WHAT THE TASK REQUIRES: Return every record verbatim.

Stored records:
---+---

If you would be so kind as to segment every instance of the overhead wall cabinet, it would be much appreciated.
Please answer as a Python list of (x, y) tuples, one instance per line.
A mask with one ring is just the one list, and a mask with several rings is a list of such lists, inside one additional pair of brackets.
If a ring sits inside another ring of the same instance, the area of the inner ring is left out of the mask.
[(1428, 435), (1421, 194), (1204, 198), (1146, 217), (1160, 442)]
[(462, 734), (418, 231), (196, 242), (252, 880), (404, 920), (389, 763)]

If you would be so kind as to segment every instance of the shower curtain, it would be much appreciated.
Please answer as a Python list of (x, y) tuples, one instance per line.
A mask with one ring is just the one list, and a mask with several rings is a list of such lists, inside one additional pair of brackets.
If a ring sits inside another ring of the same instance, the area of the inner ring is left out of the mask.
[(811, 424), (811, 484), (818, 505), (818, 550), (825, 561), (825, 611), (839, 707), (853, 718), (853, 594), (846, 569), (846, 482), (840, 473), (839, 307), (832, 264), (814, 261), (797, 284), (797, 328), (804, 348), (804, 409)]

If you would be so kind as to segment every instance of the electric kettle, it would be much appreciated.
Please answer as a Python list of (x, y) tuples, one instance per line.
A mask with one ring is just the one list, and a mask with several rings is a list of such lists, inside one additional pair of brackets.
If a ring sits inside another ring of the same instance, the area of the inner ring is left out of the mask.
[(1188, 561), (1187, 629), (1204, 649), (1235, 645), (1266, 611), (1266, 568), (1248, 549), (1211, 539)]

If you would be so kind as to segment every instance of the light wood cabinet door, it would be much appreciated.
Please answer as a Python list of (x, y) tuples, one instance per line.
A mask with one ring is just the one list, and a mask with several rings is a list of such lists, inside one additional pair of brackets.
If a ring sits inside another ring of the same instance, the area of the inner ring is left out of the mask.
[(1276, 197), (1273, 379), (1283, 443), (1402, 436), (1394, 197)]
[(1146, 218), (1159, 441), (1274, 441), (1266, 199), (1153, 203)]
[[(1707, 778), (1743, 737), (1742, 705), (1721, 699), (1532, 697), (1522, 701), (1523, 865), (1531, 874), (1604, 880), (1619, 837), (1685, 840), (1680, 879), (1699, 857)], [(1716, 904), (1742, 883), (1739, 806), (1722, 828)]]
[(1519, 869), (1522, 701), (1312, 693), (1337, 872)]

---+---

TASK RESULT:
If you would be so kind as to segment every instance of the overhead wall cabinet, it would be much appreciated.
Please answer as a Python list of (x, y) tuples, one instance per line.
A mask with one ring is just the one list, and a mask with several rings is a list of such lists, inside one additional pair of brackets.
If a ring sits inside another ring of the same instance, the area of the inner ring is left out of the mask.
[(1428, 435), (1421, 194), (1204, 198), (1146, 217), (1160, 442)]
[(462, 734), (418, 231), (196, 242), (252, 880), (404, 920), (389, 763)]

If you would be so kind as to segment every instance of the shower curtain, it would be much appreciated.
Please answer as a Python list of (x, y) tuples, one instance per line.
A mask with one ring is just the one list, and a mask with several rings is a list of such lists, inside one additional pair of brackets.
If a ring sits inside another ring of the same instance, the area of the inner ring is left out of the mask.
[(811, 424), (811, 484), (818, 505), (818, 550), (825, 561), (825, 611), (839, 707), (853, 718), (853, 594), (846, 569), (846, 482), (840, 473), (839, 307), (832, 264), (814, 261), (797, 284), (797, 328), (804, 348), (804, 409)]

If you would be so kind as to segment every instance of the electric kettle, it would be much appreciated.
Please answer as a Python list of (x, y) tuples, one instance per line.
A mask with one ring is just the one list, and a mask with several rings is a list of such lists, inside one additional pair of brackets.
If a ring sits inside another ring of the same instance, the area of the inner ring is left out of the mask.
[(1188, 561), (1187, 629), (1204, 649), (1235, 645), (1266, 611), (1266, 568), (1248, 549), (1211, 539)]

If you would be so kind as to segment every instance of the light wood cabinet door, it would be much appreciated.
Please answer as a Python list of (x, y) tuples, one instance per line.
A mask with one ring is just the one list, and a mask with several rings is a list of such lists, inside one additional pair of brackets.
If a ring sits inside another ring of the same instance, the area of the inner ring is left out of the mask.
[(1276, 197), (1273, 379), (1283, 443), (1402, 436), (1394, 197)]
[(1146, 218), (1159, 441), (1274, 441), (1266, 199), (1153, 203)]
[[(1707, 778), (1743, 737), (1742, 705), (1721, 699), (1532, 697), (1522, 701), (1523, 865), (1531, 874), (1604, 880), (1619, 837), (1685, 840), (1680, 879), (1699, 857)], [(1716, 904), (1742, 883), (1739, 806), (1722, 828)]]
[(1519, 869), (1522, 701), (1312, 693), (1337, 872)]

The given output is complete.